* TASK DIRECTIONS:
Below are the records. Transcribe them exactly.

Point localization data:
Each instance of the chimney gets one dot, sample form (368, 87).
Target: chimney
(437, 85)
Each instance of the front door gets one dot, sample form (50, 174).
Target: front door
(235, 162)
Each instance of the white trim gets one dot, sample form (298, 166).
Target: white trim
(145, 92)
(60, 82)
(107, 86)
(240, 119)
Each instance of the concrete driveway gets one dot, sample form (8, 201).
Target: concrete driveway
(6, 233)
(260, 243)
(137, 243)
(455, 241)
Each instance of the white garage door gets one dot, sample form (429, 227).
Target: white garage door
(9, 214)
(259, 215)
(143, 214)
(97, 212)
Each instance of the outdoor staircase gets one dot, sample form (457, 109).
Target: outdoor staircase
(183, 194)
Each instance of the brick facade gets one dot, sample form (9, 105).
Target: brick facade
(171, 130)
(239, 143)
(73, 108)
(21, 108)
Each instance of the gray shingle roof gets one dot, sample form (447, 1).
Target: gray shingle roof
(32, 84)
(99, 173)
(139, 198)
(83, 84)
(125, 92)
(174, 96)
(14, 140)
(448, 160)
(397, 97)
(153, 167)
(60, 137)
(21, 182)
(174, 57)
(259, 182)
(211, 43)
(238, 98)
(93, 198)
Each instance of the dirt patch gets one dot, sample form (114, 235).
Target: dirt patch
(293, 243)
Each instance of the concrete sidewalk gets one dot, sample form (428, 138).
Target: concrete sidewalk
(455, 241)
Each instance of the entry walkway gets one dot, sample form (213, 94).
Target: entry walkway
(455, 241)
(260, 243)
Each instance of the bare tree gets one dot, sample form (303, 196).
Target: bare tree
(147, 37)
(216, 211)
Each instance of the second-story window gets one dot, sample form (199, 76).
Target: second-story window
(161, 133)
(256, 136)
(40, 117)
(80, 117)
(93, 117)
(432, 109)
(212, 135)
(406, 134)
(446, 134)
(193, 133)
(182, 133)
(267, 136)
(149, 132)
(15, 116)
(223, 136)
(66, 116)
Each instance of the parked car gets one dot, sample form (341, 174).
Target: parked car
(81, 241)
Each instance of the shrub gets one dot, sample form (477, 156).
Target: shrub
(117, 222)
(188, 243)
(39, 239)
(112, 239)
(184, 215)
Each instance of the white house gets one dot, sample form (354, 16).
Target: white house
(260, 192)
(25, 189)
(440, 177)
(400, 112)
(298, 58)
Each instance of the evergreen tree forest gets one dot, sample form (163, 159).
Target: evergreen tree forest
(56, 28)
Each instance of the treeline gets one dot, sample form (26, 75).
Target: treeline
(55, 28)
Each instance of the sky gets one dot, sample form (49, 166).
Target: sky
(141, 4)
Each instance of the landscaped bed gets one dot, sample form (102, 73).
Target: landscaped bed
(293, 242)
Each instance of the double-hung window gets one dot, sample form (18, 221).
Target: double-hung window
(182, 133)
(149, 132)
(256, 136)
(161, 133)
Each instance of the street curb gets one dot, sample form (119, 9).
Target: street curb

* TASK OUTPUT:
Each instance of the chimney gets one dot, sample form (368, 87).
Target: chimney
(437, 85)
Each instance of the front door gets one dot, sample form (50, 174).
Target: front door
(235, 162)
Each instance of the white trim gets one dot, sample form (298, 166).
Target: white trim
(145, 92)
(60, 82)
(107, 86)
(240, 119)
Each instance of the concrete driveway gets one dot, sample form (8, 201).
Target: concrete driveway
(6, 233)
(260, 243)
(137, 243)
(455, 241)
Each instance of the white garage door gets one dot, sample form (429, 227).
Target: white garage door
(9, 214)
(259, 215)
(143, 214)
(97, 212)
Each instance of the outdoor staircase gets one dot, sample form (457, 109).
Target: outdoor staircase
(183, 194)
Each instance of the brick facade gets one dot, sample form (9, 105).
Target: brick facade
(171, 130)
(239, 143)
(73, 108)
(21, 108)
Each instance of the gray shingle roof gets one dot, sample form (447, 1).
Target: gray shingle roof
(32, 84)
(99, 173)
(139, 198)
(83, 84)
(125, 92)
(174, 96)
(14, 140)
(448, 160)
(397, 97)
(153, 167)
(60, 137)
(21, 182)
(174, 57)
(259, 182)
(211, 43)
(238, 98)
(93, 198)
Each instance of the dirt patch gets one dot, sample form (114, 235).
Target: dirt patch
(293, 243)
Each instance of the concrete sidewalk gets one dot, sample form (428, 138).
Target: concrete sidewalk
(455, 241)
Each instance of the entry walkway gets one dot, sample form (213, 94).
Target: entry walkway
(455, 241)
(260, 243)
Each instance of the bare tree gets one dot, sample form (303, 196).
Target: bare tree
(147, 37)
(216, 211)
Each instance of the second-story window gets one dot, sample form (199, 76).
Target: second-story window
(161, 133)
(256, 136)
(40, 117)
(80, 117)
(93, 117)
(432, 109)
(212, 135)
(406, 134)
(446, 134)
(193, 133)
(182, 133)
(267, 136)
(149, 132)
(15, 116)
(223, 136)
(66, 116)
Each instance of the parked car gets one dot, sample form (341, 174).
Target: parked car
(81, 241)
Each instance of the shrub gets one dot, sample form (477, 156).
Target: shrub
(117, 222)
(188, 243)
(39, 239)
(112, 239)
(184, 215)
Each instance of the white house gets one dot, sample form (354, 16).
Target: white house
(260, 192)
(25, 189)
(440, 177)
(400, 112)
(298, 58)
Each instance of the evergreen tree forest gets one dot, sample form (163, 159).
Target: evergreen tree forest
(56, 28)
Each instance of the treeline gets one dot, sample form (26, 75).
Target: treeline
(55, 28)
Each instance of the sky gets one dot, sample form (49, 166).
Target: sky
(141, 4)
Each instance of the landscaped bed gets one dot, sample form (102, 73).
Target: landscaped bed
(293, 242)
Each instance of the double-hung window gets one dot, sample form (18, 221).
Target: double-hung window
(182, 133)
(149, 132)
(256, 136)
(161, 133)
Each instance of the street curb gets one dot, sample form (119, 9).
Target: street curb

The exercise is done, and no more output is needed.